Work to be completed:
Count the lines below that contain the string "sunlit", with case counting, and give only the number.

Recorded information:
==*==
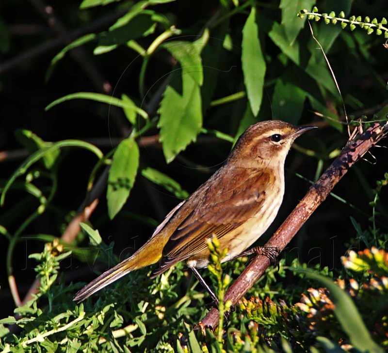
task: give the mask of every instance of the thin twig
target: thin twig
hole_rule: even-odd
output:
[[[283,250],[349,169],[387,133],[388,123],[382,126],[376,123],[360,135],[356,140],[349,140],[341,154],[310,188],[265,246]],[[230,300],[233,305],[238,303],[264,274],[270,264],[268,258],[256,256],[230,286],[225,295],[225,301]],[[215,328],[218,316],[218,311],[212,308],[202,320],[200,325]]]
[[[117,20],[125,12],[122,11],[110,14],[88,26],[69,31],[67,38],[65,38],[61,37],[54,38],[25,51],[8,61],[4,61],[0,64],[0,75],[4,74],[7,71],[16,68],[23,62],[39,57],[49,50],[57,48],[64,44],[68,44],[72,41],[81,35],[94,32],[101,27],[104,27]]]

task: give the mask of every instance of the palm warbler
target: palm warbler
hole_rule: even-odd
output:
[[[225,165],[167,215],[143,246],[85,286],[74,300],[83,300],[131,271],[158,261],[153,276],[184,261],[200,279],[195,268],[208,264],[206,241],[212,236],[218,238],[221,250],[228,249],[224,261],[252,253],[254,250],[246,249],[269,227],[282,203],[284,162],[291,145],[315,127],[277,120],[250,126]]]

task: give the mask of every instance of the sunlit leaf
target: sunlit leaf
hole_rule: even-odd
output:
[[[163,46],[179,64],[174,67],[159,108],[160,140],[166,160],[169,163],[189,143],[195,141],[201,131],[200,85],[203,73],[195,44],[174,41]]]
[[[315,0],[280,0],[279,7],[282,9],[281,24],[284,26],[285,32],[291,43],[298,36],[306,20],[306,18],[296,17],[296,14],[302,9],[310,10],[315,3]]]
[[[94,54],[107,52],[109,51],[107,47],[114,49],[116,46],[125,44],[130,40],[146,36],[155,30],[155,23],[148,14],[137,14],[130,19],[126,24],[116,26],[100,34]]]
[[[242,29],[241,61],[248,100],[256,116],[263,98],[266,65],[256,23],[256,10],[252,7]]]
[[[80,223],[81,228],[89,235],[89,242],[91,245],[97,246],[102,243],[102,239],[98,230],[94,230],[86,223]]]
[[[307,276],[323,283],[330,293],[335,305],[334,313],[352,344],[361,352],[382,353],[383,350],[373,342],[352,298],[331,279],[309,271]]]
[[[108,178],[108,213],[112,219],[129,195],[139,167],[139,148],[132,138],[122,141],[114,152]]]
[[[132,106],[136,107],[136,105],[133,103],[132,100],[128,97],[126,94],[121,95],[121,100],[124,103],[127,104],[129,106]],[[123,108],[124,111],[125,116],[127,119],[132,125],[135,125],[136,123],[136,112],[134,109],[132,108]]]
[[[80,46],[81,46],[85,43],[87,43],[88,42],[91,42],[95,39],[96,37],[96,35],[94,33],[85,34],[82,37],[77,38],[75,41],[72,42],[70,44],[66,46],[61,50],[61,51],[55,55],[51,60],[50,62],[50,65],[48,66],[48,68],[47,69],[47,72],[46,74],[45,80],[47,82],[49,79],[57,63],[63,58],[68,51],[71,50],[72,49]]]
[[[15,137],[19,142],[32,153],[38,150],[49,147],[53,144],[52,142],[44,141],[39,136],[28,130],[17,130],[15,132]],[[59,149],[45,153],[42,158],[45,167],[48,169],[50,169],[59,156]]]

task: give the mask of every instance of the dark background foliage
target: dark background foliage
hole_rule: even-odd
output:
[[[210,19],[221,11],[223,2],[178,0],[157,4],[152,6],[152,9],[164,14],[172,24],[182,31],[181,38],[173,36],[171,40],[192,42],[198,39],[197,34],[204,26],[209,25]],[[298,2],[301,7],[305,6],[302,3],[304,1]],[[82,53],[78,58],[68,53],[57,63],[48,81],[45,82],[50,61],[66,44],[81,34],[107,31],[109,26],[126,13],[132,2],[114,2],[104,6],[80,10],[78,1],[54,2],[50,5],[57,19],[65,28],[65,34],[62,35],[58,34],[55,26],[48,25],[45,16],[41,15],[39,6],[42,3],[33,0],[2,0],[0,4],[0,151],[21,151],[21,153],[20,157],[0,159],[2,186],[27,157],[25,150],[16,138],[15,132],[18,129],[31,130],[45,141],[89,140],[104,153],[111,151],[117,146],[118,139],[123,138],[129,131],[130,125],[121,109],[93,101],[75,100],[45,112],[45,107],[51,102],[78,92],[104,92],[117,97],[125,93],[138,106],[146,110],[153,97],[157,96],[161,82],[175,63],[174,58],[167,51],[156,52],[147,66],[145,81],[147,93],[142,95],[139,94],[138,87],[142,64],[138,54],[121,46],[106,54],[93,55],[97,46],[94,41],[81,47]],[[310,136],[303,137],[297,142],[303,149],[315,151],[315,155],[308,155],[295,149],[290,153],[286,162],[284,200],[275,222],[267,232],[267,236],[281,224],[309,187],[308,183],[298,178],[295,173],[313,180],[317,168],[324,170],[331,163],[329,153],[336,149],[340,149],[347,138],[346,127],[338,128],[340,125],[337,125],[336,128],[332,126],[331,121],[323,119],[312,112],[326,114],[329,112],[332,119],[344,121],[339,95],[326,89],[325,83],[334,87],[332,81],[328,82],[318,74],[315,76],[314,74],[307,73],[307,61],[310,56],[315,56],[319,67],[326,67],[321,51],[311,39],[308,26],[305,26],[296,40],[300,58],[297,65],[288,58],[284,48],[280,47],[269,36],[274,23],[282,21],[279,5],[277,1],[258,2],[256,4],[256,21],[267,71],[260,109],[258,117],[251,121],[275,117],[298,124],[317,122],[321,128]],[[321,12],[334,10],[337,13],[351,8],[347,15],[354,14],[363,18],[366,15],[377,17],[388,13],[388,5],[384,0],[328,0],[318,1],[317,6]],[[229,6],[228,11],[230,12],[233,7],[230,4]],[[205,85],[213,80],[216,85],[211,94],[207,96],[203,93],[204,105],[206,101],[245,90],[241,62],[242,31],[249,8],[236,12],[229,20],[210,30],[210,38],[202,56]],[[297,9],[297,11],[300,10]],[[295,21],[302,20],[295,15]],[[89,30],[83,29],[96,22],[96,27]],[[358,29],[352,32],[348,29],[343,31],[338,29],[337,32],[335,29],[338,25],[328,30],[330,25],[325,27],[322,21],[313,26],[316,36],[324,47],[328,48],[326,54],[340,87],[348,115],[356,118],[365,115],[372,119],[373,114],[377,113],[382,107],[382,104],[387,102],[387,51],[382,45],[385,40],[382,36],[368,36],[365,31]],[[71,35],[79,29],[81,33]],[[162,29],[158,27],[154,33],[139,38],[138,42],[146,48],[162,31]],[[222,47],[226,33],[230,35],[232,43],[230,50]],[[329,43],[331,36],[335,38],[332,46]],[[49,50],[39,49],[42,45],[56,39],[58,40],[56,44]],[[37,48],[38,52],[36,55],[30,58],[23,57],[26,53]],[[214,62],[214,58],[217,56],[219,60]],[[209,61],[208,67],[205,66],[206,60]],[[328,79],[332,80],[331,75]],[[285,84],[291,82],[293,85],[291,88],[277,91],[284,96],[277,96],[274,93],[279,81]],[[284,100],[287,101],[288,99],[287,94],[292,96],[294,87],[314,95],[326,110],[320,111],[308,99],[303,100],[301,105],[299,104],[296,108],[287,106],[285,109],[282,107]],[[292,100],[291,97],[289,98]],[[246,127],[242,123],[246,106],[246,98],[242,98],[229,103],[205,107],[203,126],[234,138],[238,132],[241,133],[241,129]],[[157,105],[154,107],[154,112],[158,107]],[[295,113],[293,109],[300,109],[300,112]],[[291,117],[289,111],[291,111]],[[159,129],[156,127],[146,133],[147,136],[158,133]],[[387,142],[383,141],[382,144],[386,146]],[[201,134],[196,142],[189,145],[169,164],[166,164],[160,144],[155,143],[145,148],[141,146],[140,165],[151,167],[165,173],[191,193],[225,160],[231,147],[229,142],[211,134]],[[345,254],[347,249],[365,247],[361,240],[356,239],[356,232],[350,217],[356,219],[363,229],[372,226],[368,219],[372,215],[372,208],[369,204],[374,198],[372,190],[375,187],[376,181],[383,179],[384,172],[387,171],[386,150],[375,149],[372,153],[373,156],[366,155],[365,160],[357,163],[333,190],[345,202],[333,197],[328,198],[282,256],[290,261],[298,258],[301,262],[310,266],[319,263],[322,267],[327,266],[329,270],[335,271],[341,267],[340,257]],[[88,151],[76,149],[64,150],[60,163],[58,164],[58,185],[51,205],[28,226],[22,236],[39,233],[60,236],[74,211],[82,202],[90,173],[97,161],[95,156]],[[37,184],[42,188],[47,186],[47,181],[43,179],[38,180]],[[385,233],[387,230],[386,196],[387,191],[383,189],[381,201],[377,206],[380,215],[377,218],[380,222],[378,227]],[[106,199],[103,197],[90,222],[95,228],[98,228],[106,243],[114,241],[114,251],[118,254],[123,249],[137,248],[144,244],[155,225],[162,221],[178,201],[178,198],[163,187],[156,185],[139,174],[123,209],[124,212],[110,220]],[[11,190],[0,212],[0,224],[12,233],[37,204],[35,199],[26,196],[24,190]],[[129,216],[126,211],[131,212],[132,216]],[[136,215],[149,216],[155,221],[145,224],[139,222]],[[77,246],[86,247],[87,240],[82,240],[82,236],[79,236]],[[263,241],[260,240],[258,244],[263,243]],[[27,292],[35,276],[35,261],[28,259],[27,256],[32,253],[40,252],[43,244],[38,240],[22,239],[16,248],[13,266],[22,296]],[[14,308],[5,271],[8,246],[7,239],[0,237],[1,317],[12,315]],[[67,283],[85,281],[94,277],[93,272],[90,270],[90,264],[81,259],[73,257],[71,262],[66,261],[63,267]],[[290,273],[284,279],[284,285],[292,286],[297,280]]]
==*==
Solution to this exercise:
2